**Given instruction**
Could you render all of the material below as a Markdown table with the columns Row and Line, numbering each nonblank line? Leave the pictures out of your answer.

**Supplied entries**
╭──

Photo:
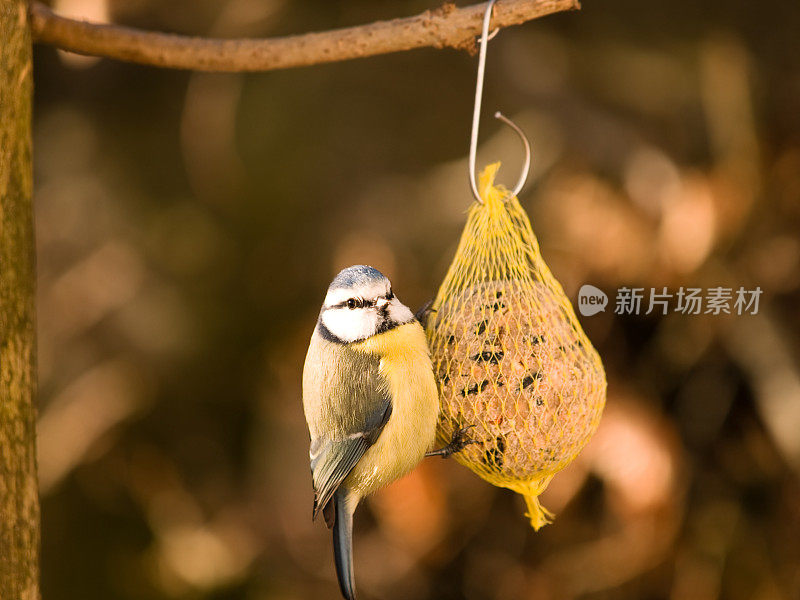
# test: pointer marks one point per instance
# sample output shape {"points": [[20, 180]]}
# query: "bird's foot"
{"points": [[458, 442]]}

╰──

**Response below**
| Row | Line |
|---|---|
| 1 | Photo: |
| 2 | # test: pointer marks one point per instance |
| 3 | # sample output shape {"points": [[20, 180]]} |
| 4 | # query: "bird's foot" |
| 5 | {"points": [[458, 442]]} |